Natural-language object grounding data
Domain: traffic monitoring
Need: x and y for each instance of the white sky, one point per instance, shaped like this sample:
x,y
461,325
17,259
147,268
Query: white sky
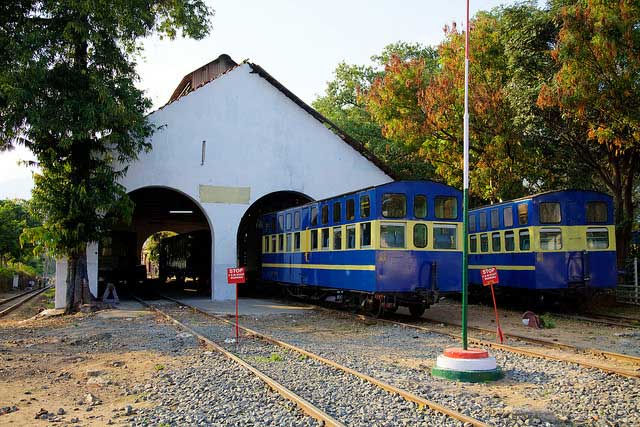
x,y
299,43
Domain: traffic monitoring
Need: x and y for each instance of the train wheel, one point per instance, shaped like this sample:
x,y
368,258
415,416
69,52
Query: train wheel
x,y
417,310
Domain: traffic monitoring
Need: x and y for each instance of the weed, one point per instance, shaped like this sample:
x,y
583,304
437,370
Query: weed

§ WHAT IS EXPECTED
Keep every word of the records above exactly, and return them with no pictures.

§ WRITTEN REPLY
Domain: traffic monitoring
Need: x and y for each instance of the white sky, one point per instance, shaped like this sample:
x,y
461,325
17,259
147,268
Query: white sky
x,y
299,43
Domain: traffic monitoring
Need: x and y for each instance of the train wheel, one point per instance, shaped like this sample:
x,y
368,258
415,416
69,52
Query: train wheel
x,y
417,310
Domain: traffic monitoring
Need: x and y for each instance of the weed, one point per instance, shaped like this sample:
x,y
583,304
437,370
Query: weed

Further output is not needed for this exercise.